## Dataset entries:

══════

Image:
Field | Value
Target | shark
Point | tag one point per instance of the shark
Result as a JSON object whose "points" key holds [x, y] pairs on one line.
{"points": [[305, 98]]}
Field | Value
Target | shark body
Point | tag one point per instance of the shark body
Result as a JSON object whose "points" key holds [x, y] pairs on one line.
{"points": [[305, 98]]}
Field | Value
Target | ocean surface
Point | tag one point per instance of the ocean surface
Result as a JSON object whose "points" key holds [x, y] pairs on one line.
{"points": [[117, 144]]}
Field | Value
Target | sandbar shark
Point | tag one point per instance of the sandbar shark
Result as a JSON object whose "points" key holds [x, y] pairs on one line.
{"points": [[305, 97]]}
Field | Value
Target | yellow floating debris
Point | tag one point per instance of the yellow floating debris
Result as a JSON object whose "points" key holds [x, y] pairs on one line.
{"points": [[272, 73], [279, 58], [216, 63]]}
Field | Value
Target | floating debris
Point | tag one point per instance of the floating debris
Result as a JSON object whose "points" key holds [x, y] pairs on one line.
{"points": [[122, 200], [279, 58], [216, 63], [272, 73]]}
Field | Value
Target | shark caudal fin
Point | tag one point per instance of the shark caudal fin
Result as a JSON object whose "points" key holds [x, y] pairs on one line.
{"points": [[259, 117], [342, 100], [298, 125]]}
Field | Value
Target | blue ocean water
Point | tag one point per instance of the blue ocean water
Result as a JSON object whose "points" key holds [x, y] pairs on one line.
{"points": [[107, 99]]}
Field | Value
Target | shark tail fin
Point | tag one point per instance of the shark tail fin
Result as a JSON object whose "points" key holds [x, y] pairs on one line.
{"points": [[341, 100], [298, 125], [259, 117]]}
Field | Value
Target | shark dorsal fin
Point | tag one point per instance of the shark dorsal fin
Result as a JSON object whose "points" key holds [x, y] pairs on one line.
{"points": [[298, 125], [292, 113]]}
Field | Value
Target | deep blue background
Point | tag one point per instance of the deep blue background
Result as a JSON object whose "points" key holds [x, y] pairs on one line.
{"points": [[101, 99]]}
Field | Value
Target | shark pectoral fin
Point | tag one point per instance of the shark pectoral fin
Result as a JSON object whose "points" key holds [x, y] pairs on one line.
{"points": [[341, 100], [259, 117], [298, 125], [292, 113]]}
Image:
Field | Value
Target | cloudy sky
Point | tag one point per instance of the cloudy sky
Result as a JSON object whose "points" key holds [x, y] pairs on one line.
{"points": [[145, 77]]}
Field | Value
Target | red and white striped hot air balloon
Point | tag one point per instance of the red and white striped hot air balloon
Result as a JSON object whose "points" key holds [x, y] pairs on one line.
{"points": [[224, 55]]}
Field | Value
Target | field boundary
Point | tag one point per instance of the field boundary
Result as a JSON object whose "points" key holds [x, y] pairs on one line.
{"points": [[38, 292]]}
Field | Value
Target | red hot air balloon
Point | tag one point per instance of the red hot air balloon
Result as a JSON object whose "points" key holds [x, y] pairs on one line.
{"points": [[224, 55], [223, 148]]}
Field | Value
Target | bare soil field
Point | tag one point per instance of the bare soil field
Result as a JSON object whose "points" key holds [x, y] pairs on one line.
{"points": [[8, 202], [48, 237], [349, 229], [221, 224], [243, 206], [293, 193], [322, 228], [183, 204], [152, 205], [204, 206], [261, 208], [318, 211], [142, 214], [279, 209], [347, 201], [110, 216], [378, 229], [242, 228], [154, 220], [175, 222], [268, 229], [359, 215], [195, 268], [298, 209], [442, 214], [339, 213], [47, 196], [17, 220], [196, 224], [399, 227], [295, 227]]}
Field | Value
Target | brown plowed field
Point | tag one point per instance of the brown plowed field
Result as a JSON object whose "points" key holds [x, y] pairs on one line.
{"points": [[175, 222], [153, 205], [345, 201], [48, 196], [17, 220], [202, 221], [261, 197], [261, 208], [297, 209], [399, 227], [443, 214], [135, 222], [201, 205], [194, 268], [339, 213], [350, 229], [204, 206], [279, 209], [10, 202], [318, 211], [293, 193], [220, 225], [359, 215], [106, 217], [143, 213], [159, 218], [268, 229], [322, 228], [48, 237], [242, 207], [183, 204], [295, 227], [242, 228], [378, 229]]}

══════

## About this exercise:
Among the lines above, which contain the word "floating"? Copy every one.

## Expected answer:
Target | yellow floating debris
Point | tag one point per instance of the yellow floating debris
Target | floating debris
Point | tag one point per instance of the floating debris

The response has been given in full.